Je me suis retrouvé je-ne-sais-pas-comment à parler de focalisation dans un texte, et le développement que j'en ai fait était... intéressant.
Donc je vous propose de parler de focalisation, mais aussi - vous verrez pourquoi - d'attente et de tension.

D'abord, qu'est-ce que j'entends par "focalisation" ?

La focalisation, c'est ce sur quoi le texte attire l'attention. Ce à quoi le lecteur va s'intéresser.
Pour ceux qui s'en souviennent, cela correspond au principe de "l'importance/insistance", à savoir que plus on insiste sur quelque chose, plus c'est censé être important.

Avant d'exemplifier, on dira qu'il y a deux manières d'attirer l'attention du lecteur, donc, de "focaliser" :
1.- La syntaxe
2.- La sémantique
Voilà j'ai jeté des mots qui font peur mais s'il vous plait, tenez bon deux secondes.

La syntaxe, c'est comme la grammaire, c'est la forme de sa phrase, sa structure, la manière dont les choses sont dites. Par exemple :
(1) Gérard attendit son frère en ouvrant son courrier.
(2) Gérard ouvrit son courrier en attendant son frère.

**Consignes:**
**a)** D'après l'extrait sur la focalisation, quelles sont les deux manières de focaliser l'attention du lecteur ?
**b)** Recopie l'extrait sur la focalisation en entier de « Je me suis retrouvé » jusqu'à « et de tension. ».
Les lignes ci-dessous ne servent pas ici.

**Données de détection d'objets:**
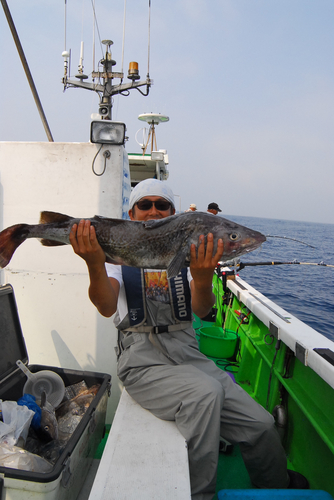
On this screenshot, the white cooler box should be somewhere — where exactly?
[0,285,111,500]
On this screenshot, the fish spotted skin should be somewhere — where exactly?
[0,208,266,278]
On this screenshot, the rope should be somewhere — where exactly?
[147,0,151,78]
[121,0,126,80]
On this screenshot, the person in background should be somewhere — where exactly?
[70,179,307,500]
[207,203,221,215]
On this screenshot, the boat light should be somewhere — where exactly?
[90,120,125,145]
[128,61,140,81]
[151,151,164,161]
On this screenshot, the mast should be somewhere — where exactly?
[62,40,153,120]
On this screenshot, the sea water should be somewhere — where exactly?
[220,215,334,341]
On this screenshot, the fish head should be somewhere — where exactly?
[211,216,266,260]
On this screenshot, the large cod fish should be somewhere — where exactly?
[0,212,266,278]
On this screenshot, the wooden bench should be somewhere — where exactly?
[89,389,191,500]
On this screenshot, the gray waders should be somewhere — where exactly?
[118,305,288,500]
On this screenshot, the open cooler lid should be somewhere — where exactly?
[0,285,28,383]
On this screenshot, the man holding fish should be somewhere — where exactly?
[70,179,307,500]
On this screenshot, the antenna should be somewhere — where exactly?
[75,41,88,80]
[60,0,152,118]
[138,113,169,155]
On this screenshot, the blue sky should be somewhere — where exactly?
[0,0,334,223]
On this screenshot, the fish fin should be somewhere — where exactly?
[90,215,125,225]
[39,211,73,224]
[167,250,186,278]
[41,238,67,247]
[142,215,174,229]
[0,224,29,268]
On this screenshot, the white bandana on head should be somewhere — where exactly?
[129,179,175,210]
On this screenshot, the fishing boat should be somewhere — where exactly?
[0,0,334,500]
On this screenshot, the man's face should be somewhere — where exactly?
[129,196,175,220]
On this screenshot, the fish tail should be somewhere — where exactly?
[0,224,29,268]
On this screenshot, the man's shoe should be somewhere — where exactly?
[288,470,310,490]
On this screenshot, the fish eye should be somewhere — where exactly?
[230,233,239,241]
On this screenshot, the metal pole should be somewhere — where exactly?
[1,0,53,142]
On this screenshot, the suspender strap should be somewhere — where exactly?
[122,322,192,334]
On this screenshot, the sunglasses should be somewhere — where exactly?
[136,200,172,212]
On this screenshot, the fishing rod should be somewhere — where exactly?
[266,234,316,248]
[220,260,334,271]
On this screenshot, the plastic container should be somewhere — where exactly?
[199,326,238,359]
[218,489,333,500]
[0,285,111,500]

**Réponses:**
**a)** La syntaxe et la sémantique.

**b)**
Je me suis retrouvé je-ne-sais-pas-comment à parler de focalisation dans un texte, et le développement que j'en ai fait était... intéressant.
Donc je vous propose de parler de focalisation, mais aussi - vous verrez pourquoi - d'attente et de tension.